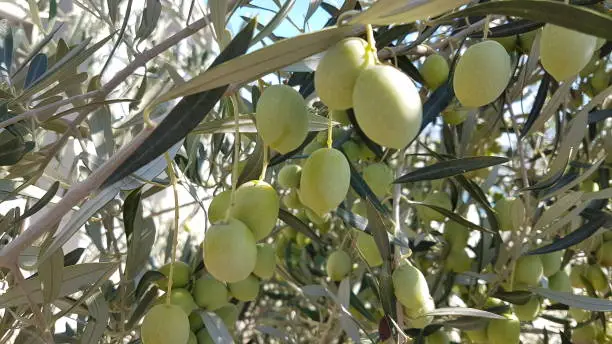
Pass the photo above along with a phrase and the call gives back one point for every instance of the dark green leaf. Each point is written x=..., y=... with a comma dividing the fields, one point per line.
x=131, y=207
x=146, y=280
x=599, y=115
x=538, y=103
x=378, y=228
x=48, y=196
x=149, y=19
x=185, y=116
x=452, y=167
x=437, y=102
x=555, y=12
x=510, y=29
x=575, y=237
x=453, y=216
x=298, y=225
x=52, y=9
x=38, y=67
x=13, y=150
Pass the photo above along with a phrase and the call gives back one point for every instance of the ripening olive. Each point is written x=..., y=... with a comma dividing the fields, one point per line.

=-=-=-=-=

→ **Consigne**
Reproduisez à l'identique tout le matériel ci-dessus, en omettant les images.

→ **Corrigé**
Pass the photo above along with a phrase and the call gives back one point for every instance of the dark green leaf. Each point is written x=..., y=... with a comma dividing the fields, one point per line.
x=131, y=207
x=146, y=280
x=599, y=115
x=538, y=103
x=378, y=228
x=48, y=196
x=149, y=19
x=185, y=116
x=452, y=167
x=437, y=102
x=555, y=12
x=510, y=29
x=575, y=237
x=453, y=216
x=298, y=225
x=52, y=9
x=38, y=67
x=13, y=150
Pass the photo above along with a phrase and the call gives back one point for every instance of the ripening olive. Each point is written x=..., y=... with a comma dividing the fields, one point per line.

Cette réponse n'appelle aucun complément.